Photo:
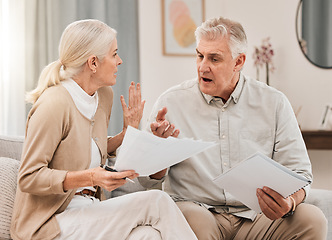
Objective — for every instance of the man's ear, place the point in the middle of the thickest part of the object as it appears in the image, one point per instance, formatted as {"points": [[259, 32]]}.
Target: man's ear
{"points": [[240, 60], [92, 63]]}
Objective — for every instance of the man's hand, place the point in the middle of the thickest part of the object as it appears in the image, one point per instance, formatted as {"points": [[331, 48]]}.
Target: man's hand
{"points": [[273, 205], [161, 127]]}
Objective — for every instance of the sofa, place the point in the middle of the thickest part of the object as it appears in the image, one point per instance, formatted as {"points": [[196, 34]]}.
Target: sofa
{"points": [[10, 153]]}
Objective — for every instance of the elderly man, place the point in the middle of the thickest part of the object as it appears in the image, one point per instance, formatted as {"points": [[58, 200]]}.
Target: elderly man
{"points": [[243, 116]]}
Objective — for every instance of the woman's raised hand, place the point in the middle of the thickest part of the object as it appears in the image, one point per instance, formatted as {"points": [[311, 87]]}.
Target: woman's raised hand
{"points": [[132, 114]]}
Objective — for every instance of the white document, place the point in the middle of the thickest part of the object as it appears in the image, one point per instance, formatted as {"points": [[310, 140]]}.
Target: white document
{"points": [[147, 154], [255, 172]]}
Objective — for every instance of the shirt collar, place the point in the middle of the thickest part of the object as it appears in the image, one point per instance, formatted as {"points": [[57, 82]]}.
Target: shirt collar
{"points": [[235, 94]]}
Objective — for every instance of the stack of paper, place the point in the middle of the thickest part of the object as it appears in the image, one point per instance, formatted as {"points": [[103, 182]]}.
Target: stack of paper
{"points": [[255, 172], [147, 154]]}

★ ★ ★

What the exercise asks: In the material above, locate the line containing "Objective — for every instance of the elderly" and the line containing "Objective — for every instance of the woman's". Transcribe exactly those two lines and every line between them, and nothing more.

Response box:
Objective — for every instance of the elderly man, place the point in the middle of the thickest part of the object as it appears in the image, one point per instance, formatted as {"points": [[58, 200]]}.
Target: elderly man
{"points": [[243, 116]]}
Objective — for every instance of the woman's raised hand, place the point in the middle of the thickest part of the object as it appears in the image, one point per instance, formatted as {"points": [[311, 87]]}.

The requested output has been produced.